== EXERCISE PROMPT ==
Write out every line of all the items below again, requests included, but scale each box coordinate in the answers by 2.6. Round each result to a whole number, with halves rounded up, and leave the numbers in the requests unchanged.

## START INFORMATION GIVEN

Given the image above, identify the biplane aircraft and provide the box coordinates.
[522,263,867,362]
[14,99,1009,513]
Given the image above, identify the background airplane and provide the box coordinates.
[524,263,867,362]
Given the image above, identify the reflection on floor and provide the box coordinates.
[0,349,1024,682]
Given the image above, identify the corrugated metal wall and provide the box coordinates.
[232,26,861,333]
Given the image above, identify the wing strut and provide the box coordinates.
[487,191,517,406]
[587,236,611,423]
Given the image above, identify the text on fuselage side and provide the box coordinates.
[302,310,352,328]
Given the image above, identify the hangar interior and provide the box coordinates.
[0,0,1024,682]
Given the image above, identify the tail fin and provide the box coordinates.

## END INFORMATION GIVEN

== WRITTEN SOLUTION ==
Given the image above, identify the biplane aircraft and provide the box coordinates.
[1357,684,2254,941]
[36,257,2623,1334]
Given the image above, identify the background airplane and provide the box coordinates.
[1362,684,2254,941]
Given the image above, identify the reflection on floor and provide the box coordinates.
[0,907,2662,1773]
Given the image above, identify the corrugated metal wall and provide the box coordinates.
[603,68,2239,866]
Given the image above, identify the wing strut and provide the box coordinates.
[1266,497,1344,1056]
[1526,614,1589,1100]
Given the image above, identify the text on fuselage side and provide the box coordinates.
[785,806,915,853]
Given the image above, identify the hangar interior and provide the box coordinates.
[0,0,2662,1773]
Given the image above, identify the tail fin and provide the box coordinates.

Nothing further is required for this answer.